▶ EXERCISE BRIEF: In the material below, repeat only the lines from the one that holds "Mark every instance of the dappled" through the final line, exactly as they stand.

▶ DATA LINES:

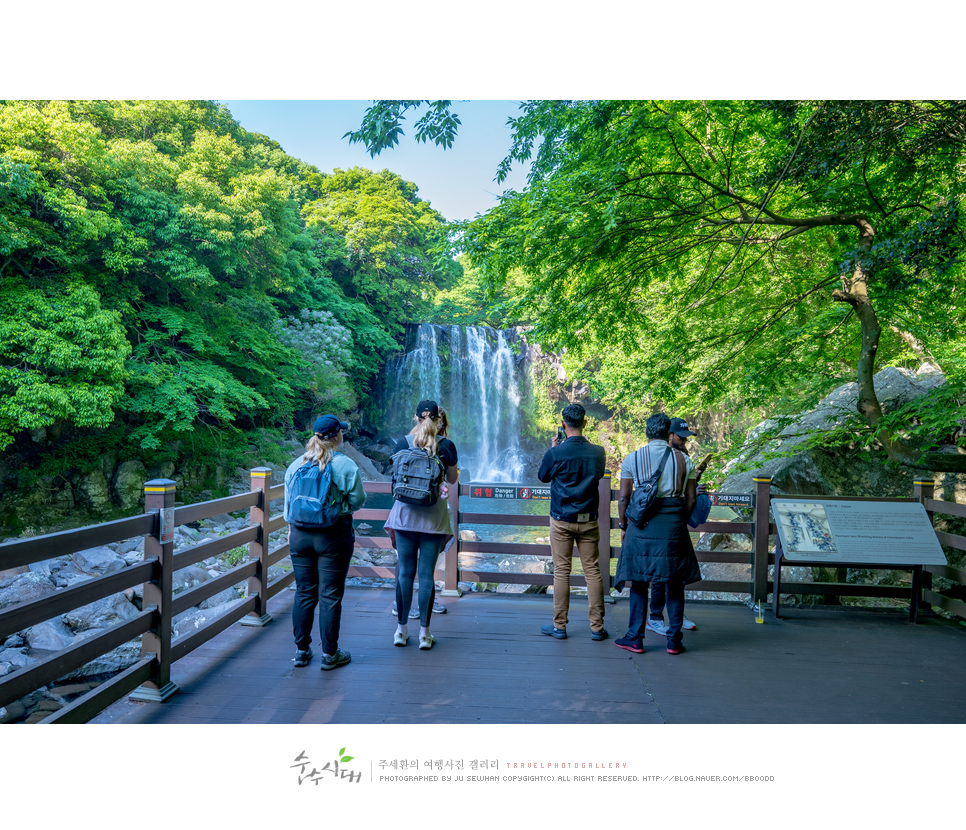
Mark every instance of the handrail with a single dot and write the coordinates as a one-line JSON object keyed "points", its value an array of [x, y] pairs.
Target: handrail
{"points": [[27, 614], [152, 672], [27, 551]]}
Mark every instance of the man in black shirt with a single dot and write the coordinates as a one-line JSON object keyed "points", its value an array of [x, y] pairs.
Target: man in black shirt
{"points": [[574, 467]]}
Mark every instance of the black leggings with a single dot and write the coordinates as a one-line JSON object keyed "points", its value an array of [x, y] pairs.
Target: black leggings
{"points": [[320, 560], [416, 553]]}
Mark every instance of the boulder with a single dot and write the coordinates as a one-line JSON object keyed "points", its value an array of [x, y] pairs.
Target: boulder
{"points": [[12, 711], [187, 578], [94, 491], [97, 561], [222, 597], [16, 657], [51, 635], [25, 587], [839, 472], [102, 613], [128, 483], [114, 661]]}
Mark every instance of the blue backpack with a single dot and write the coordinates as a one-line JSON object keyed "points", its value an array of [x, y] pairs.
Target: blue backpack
{"points": [[314, 501]]}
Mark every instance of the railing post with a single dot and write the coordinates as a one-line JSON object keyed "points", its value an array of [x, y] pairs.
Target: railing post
{"points": [[603, 546], [922, 489], [451, 564], [259, 516], [159, 498], [759, 562]]}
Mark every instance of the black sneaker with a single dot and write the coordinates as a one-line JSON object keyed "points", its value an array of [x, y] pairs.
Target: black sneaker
{"points": [[333, 661], [630, 644]]}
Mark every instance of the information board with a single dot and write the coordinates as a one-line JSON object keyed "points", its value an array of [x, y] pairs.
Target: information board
{"points": [[509, 491], [745, 500], [818, 530]]}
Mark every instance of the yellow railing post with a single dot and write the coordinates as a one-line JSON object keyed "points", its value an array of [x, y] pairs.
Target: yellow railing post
{"points": [[159, 545], [451, 564], [603, 546], [259, 517], [922, 489], [759, 562]]}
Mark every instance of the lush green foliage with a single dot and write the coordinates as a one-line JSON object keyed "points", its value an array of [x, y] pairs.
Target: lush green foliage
{"points": [[163, 269], [731, 254]]}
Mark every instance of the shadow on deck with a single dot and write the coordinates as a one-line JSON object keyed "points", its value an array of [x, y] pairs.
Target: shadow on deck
{"points": [[492, 665]]}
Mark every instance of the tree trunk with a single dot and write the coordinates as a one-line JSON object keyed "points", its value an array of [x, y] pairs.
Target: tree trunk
{"points": [[855, 292]]}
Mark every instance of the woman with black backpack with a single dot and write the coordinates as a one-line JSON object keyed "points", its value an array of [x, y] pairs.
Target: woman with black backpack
{"points": [[322, 490], [659, 549], [419, 523]]}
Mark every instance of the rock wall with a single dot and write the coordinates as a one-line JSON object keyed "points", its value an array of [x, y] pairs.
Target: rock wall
{"points": [[27, 647], [803, 470]]}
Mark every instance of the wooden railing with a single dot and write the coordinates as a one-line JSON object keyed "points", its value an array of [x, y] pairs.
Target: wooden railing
{"points": [[149, 679]]}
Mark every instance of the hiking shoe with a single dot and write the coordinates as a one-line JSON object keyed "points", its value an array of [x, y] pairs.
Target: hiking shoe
{"points": [[333, 661]]}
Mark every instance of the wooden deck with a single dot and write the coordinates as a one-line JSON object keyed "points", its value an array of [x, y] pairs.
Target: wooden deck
{"points": [[492, 665]]}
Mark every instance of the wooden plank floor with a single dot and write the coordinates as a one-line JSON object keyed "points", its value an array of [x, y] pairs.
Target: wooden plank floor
{"points": [[491, 664]]}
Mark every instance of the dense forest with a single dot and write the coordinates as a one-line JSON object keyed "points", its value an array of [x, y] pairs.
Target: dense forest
{"points": [[734, 257], [173, 284]]}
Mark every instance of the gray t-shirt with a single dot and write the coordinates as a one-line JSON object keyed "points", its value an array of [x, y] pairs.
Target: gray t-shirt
{"points": [[641, 464]]}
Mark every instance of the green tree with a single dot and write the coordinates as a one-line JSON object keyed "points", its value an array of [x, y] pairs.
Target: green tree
{"points": [[732, 250], [377, 236]]}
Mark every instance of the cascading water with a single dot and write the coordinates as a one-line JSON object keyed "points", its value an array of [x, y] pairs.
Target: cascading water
{"points": [[475, 376]]}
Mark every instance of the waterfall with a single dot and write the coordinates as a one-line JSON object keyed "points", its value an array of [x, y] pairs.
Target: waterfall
{"points": [[475, 376]]}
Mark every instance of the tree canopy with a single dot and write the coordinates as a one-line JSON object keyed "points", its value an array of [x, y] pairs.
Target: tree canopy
{"points": [[711, 252], [164, 270]]}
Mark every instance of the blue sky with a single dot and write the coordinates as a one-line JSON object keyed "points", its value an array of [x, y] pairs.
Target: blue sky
{"points": [[458, 182]]}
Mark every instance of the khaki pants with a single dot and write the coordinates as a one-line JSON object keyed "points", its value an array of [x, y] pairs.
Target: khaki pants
{"points": [[586, 536]]}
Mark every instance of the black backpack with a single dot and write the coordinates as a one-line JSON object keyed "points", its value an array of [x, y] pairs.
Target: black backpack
{"points": [[416, 477], [314, 501], [642, 502]]}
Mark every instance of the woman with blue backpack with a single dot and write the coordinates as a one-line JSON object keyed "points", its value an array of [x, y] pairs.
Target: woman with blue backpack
{"points": [[419, 523], [322, 490]]}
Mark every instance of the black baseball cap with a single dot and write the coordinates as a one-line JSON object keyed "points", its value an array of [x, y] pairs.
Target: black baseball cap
{"points": [[680, 427], [427, 406], [327, 425]]}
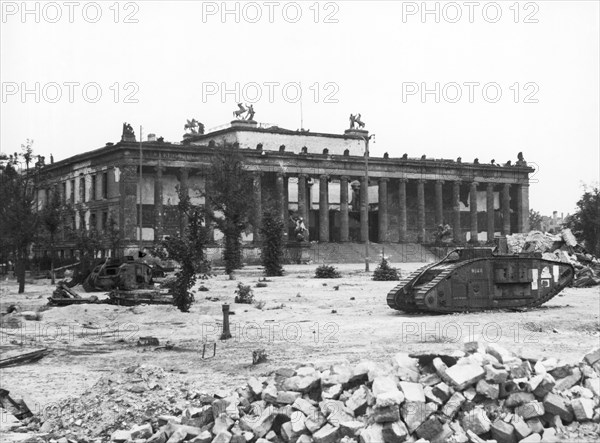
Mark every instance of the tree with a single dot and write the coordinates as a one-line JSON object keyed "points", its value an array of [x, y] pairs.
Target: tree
{"points": [[87, 242], [535, 220], [585, 222], [188, 248], [19, 217], [229, 202], [51, 219], [272, 246], [113, 236]]}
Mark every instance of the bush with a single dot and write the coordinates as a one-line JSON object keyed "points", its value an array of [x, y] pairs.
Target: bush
{"points": [[272, 247], [327, 271], [385, 272], [244, 294]]}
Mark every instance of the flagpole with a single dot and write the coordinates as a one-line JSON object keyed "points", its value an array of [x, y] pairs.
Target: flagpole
{"points": [[141, 201]]}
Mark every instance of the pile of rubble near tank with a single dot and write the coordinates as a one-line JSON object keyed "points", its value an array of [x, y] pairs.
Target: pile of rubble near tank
{"points": [[484, 393], [562, 247]]}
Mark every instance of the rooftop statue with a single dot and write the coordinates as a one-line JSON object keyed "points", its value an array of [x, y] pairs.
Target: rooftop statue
{"points": [[248, 110], [250, 113], [238, 114], [355, 120], [128, 133], [194, 127]]}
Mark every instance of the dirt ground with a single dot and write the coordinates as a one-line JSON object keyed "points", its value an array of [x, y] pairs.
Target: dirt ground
{"points": [[303, 320]]}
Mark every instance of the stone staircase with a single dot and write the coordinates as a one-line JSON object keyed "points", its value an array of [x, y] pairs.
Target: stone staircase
{"points": [[355, 253]]}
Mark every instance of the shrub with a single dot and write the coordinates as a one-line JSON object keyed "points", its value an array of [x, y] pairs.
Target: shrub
{"points": [[327, 271], [272, 246], [385, 272], [244, 294]]}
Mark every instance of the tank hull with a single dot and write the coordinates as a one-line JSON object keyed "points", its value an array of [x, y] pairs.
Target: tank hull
{"points": [[481, 284]]}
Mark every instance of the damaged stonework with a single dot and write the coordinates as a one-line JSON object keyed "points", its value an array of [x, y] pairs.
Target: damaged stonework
{"points": [[308, 174]]}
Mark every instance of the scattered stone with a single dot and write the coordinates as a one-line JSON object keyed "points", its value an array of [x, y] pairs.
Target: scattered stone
{"points": [[555, 405], [490, 390], [464, 375], [453, 405], [529, 410], [413, 392], [477, 421], [503, 432], [395, 432], [583, 408]]}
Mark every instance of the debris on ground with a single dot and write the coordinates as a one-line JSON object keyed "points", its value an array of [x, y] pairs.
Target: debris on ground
{"points": [[140, 297], [63, 295], [481, 393], [561, 247], [23, 358]]}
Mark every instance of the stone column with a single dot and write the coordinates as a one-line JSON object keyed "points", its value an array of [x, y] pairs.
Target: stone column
{"points": [[344, 223], [207, 205], [383, 211], [457, 231], [302, 203], [257, 188], [473, 209], [184, 174], [489, 196], [439, 203], [402, 210], [280, 195], [128, 212], [323, 208], [158, 203], [420, 211], [286, 207], [506, 209], [364, 210], [523, 207]]}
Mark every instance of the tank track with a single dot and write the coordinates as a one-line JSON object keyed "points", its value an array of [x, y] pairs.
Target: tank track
{"points": [[399, 289], [422, 292], [419, 303]]}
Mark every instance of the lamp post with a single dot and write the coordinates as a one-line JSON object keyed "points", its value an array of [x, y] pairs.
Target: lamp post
{"points": [[366, 198]]}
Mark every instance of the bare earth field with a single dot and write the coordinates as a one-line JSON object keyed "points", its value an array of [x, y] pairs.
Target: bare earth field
{"points": [[303, 320]]}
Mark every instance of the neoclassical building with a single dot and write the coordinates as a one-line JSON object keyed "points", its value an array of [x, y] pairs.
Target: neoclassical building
{"points": [[318, 176]]}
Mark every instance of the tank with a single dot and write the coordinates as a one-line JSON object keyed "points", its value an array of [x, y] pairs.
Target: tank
{"points": [[479, 279], [123, 273]]}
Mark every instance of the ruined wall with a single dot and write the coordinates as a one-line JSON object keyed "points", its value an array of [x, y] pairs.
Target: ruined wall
{"points": [[315, 143]]}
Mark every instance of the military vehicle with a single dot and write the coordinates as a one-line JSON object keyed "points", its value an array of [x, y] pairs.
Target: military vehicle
{"points": [[479, 279], [119, 273]]}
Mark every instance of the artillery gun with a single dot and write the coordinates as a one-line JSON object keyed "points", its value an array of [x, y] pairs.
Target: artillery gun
{"points": [[479, 279]]}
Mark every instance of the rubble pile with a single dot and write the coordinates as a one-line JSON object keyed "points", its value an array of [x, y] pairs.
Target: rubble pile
{"points": [[562, 247], [484, 393]]}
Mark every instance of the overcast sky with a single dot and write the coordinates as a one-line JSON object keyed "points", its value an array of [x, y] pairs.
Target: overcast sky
{"points": [[164, 62]]}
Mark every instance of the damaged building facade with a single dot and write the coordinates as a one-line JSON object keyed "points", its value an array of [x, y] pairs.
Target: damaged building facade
{"points": [[317, 176]]}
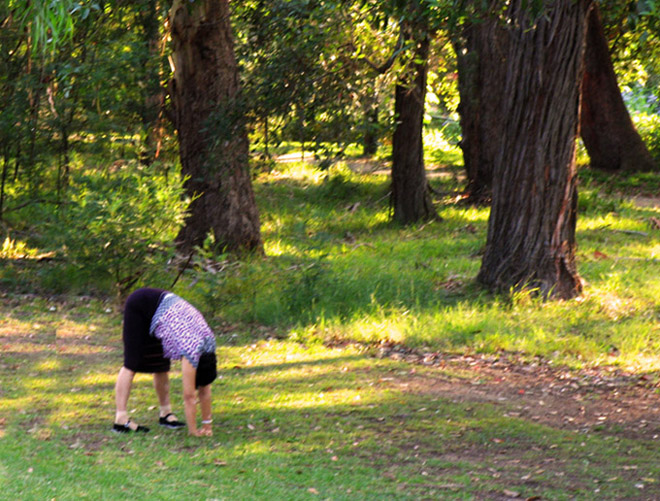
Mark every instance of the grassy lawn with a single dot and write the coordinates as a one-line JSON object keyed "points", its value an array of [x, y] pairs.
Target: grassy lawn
{"points": [[296, 421], [359, 360]]}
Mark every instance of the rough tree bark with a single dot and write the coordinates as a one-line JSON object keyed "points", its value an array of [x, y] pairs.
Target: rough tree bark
{"points": [[213, 143], [606, 128], [411, 199], [531, 230], [480, 50]]}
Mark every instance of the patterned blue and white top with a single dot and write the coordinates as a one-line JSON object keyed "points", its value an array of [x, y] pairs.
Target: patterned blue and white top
{"points": [[181, 329]]}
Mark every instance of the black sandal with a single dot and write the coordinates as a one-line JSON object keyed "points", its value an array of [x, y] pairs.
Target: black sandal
{"points": [[125, 428], [172, 425]]}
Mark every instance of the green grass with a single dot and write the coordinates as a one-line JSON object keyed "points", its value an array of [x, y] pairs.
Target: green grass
{"points": [[297, 418], [336, 268], [292, 421]]}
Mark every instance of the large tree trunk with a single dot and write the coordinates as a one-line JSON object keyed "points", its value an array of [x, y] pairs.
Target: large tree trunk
{"points": [[607, 130], [213, 143], [480, 50], [531, 230], [411, 199]]}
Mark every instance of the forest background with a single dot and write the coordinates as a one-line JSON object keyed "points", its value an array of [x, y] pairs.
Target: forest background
{"points": [[328, 173]]}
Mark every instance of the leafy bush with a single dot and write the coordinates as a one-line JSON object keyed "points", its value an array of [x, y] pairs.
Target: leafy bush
{"points": [[121, 225], [648, 126]]}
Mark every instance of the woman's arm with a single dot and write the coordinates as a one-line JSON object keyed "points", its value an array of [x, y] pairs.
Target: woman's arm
{"points": [[189, 395], [204, 393]]}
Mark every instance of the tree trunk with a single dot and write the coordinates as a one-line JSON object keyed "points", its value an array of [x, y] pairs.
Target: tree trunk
{"points": [[213, 143], [606, 128], [152, 91], [479, 54], [411, 199], [531, 230]]}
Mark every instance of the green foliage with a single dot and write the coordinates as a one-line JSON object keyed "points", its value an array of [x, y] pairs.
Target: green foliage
{"points": [[120, 225]]}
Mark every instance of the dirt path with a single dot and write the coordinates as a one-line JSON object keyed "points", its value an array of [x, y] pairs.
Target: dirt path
{"points": [[604, 399]]}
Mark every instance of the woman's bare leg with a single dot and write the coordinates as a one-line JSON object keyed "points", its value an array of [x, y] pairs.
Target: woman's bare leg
{"points": [[122, 392]]}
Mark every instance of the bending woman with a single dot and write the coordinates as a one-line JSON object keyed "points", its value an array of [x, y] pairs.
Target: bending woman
{"points": [[159, 327]]}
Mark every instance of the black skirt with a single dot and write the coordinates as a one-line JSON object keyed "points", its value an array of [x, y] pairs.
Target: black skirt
{"points": [[142, 352]]}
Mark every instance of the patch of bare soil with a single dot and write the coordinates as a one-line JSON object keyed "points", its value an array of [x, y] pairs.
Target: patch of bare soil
{"points": [[604, 399]]}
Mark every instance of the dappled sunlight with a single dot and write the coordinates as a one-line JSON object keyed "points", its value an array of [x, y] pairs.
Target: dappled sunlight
{"points": [[48, 365], [70, 329], [27, 347], [82, 349]]}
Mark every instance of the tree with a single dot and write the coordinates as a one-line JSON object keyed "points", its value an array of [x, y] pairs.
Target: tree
{"points": [[605, 125], [480, 47], [213, 142], [531, 230], [411, 198]]}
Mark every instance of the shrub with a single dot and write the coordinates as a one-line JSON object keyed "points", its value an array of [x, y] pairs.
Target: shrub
{"points": [[121, 225]]}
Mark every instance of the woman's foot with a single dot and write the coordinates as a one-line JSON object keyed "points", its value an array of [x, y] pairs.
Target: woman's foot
{"points": [[170, 421], [129, 427]]}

▶ SOLVED EXERCISE:
Mark every instance of the dappled sunlight with a single dot and write the coordinates as a one-line JSON object keyed "points", its value an array of [x, y] pairs.
Target: dappled sunlight
{"points": [[48, 365], [70, 329], [27, 347], [82, 349]]}
Mark every instance of the tree with a single dot and write the coordinates as a one-line JSON object keyed "points", its value an array of [x, y] pairs.
Target: tree
{"points": [[605, 125], [480, 47], [213, 142], [531, 230], [411, 198]]}
Mark every instance of the shrub with a single dot and write the coordinates as a one-line JSON object keyed "points", its value an array of [x, y] pairs.
Target: shrub
{"points": [[121, 225]]}
Mark every instance of the woman's foot with a single dot and write the coordinates as a one-line JSON object keyed "points", its value an array of [x, y] pairs.
Target: woman's foot
{"points": [[170, 421], [129, 427]]}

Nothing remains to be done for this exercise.